[Excerpted text]
----
The "Job Interview Turned Drinks with Bros Who Work in Finance" Skirt

One thing we love about 2015? It seems as though the line between fashion and workwear has never been so blurred. And you don’t have to work for an avant-garde startup anymore either—ask any Wall Street dude under 35 to lift his pant leg for you and we’re willing to bet you’ll find a statement sock.

Needless to say, office attire is no longer synonymous with a black pencil skirt and ill-fitting blazer. We’ll take this as a green light to mix in an Erdem tweed mini and still mean business—no shorter than three fingers above the knee, of course. We’re still ladies.

The "Tommy Ton would totally pap me in this, right?" Coat

We’ve said it once (or, you know, all the time), and we’ll say it again: if you skimp on your coat, you’ll regret it. Cut to you frantically unzipping your practical-yet-shapeless parka as you pass Tommy, screeching, “Wait! I swear it’s better underneath!”
----
[Exercise directions]
Answer these questions about the fashion text above:
1. What does the fashion text bet you would find if a Wall Street man under 35 lifted his pant leg?
2. How short can the Erdem tweed mini be?
3. What kind of coat does it picture you unzipping as you pass Tommy?

[Data]
----
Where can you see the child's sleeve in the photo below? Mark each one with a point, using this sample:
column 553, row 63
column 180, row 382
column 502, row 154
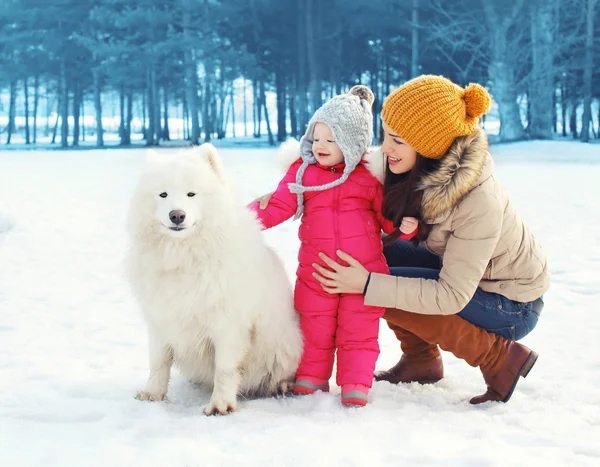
----
[Answer space]
1. A statement sock.
2. No shorter than three fingers above the knee.
3. A practical-yet-shapeless parka.